Task brief >> Reproduce the following lines verbatim, preserving their order, spacing, and punctuation.

────

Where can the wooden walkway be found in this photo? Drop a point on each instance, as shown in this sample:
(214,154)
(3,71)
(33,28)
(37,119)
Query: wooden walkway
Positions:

────

Exercise solution >>
Where can the wooden walkway be found in this photo? Drop a point on each instance, as shown in this sample:
(214,154)
(3,71)
(33,28)
(37,119)
Query: wooden walkway
Positions:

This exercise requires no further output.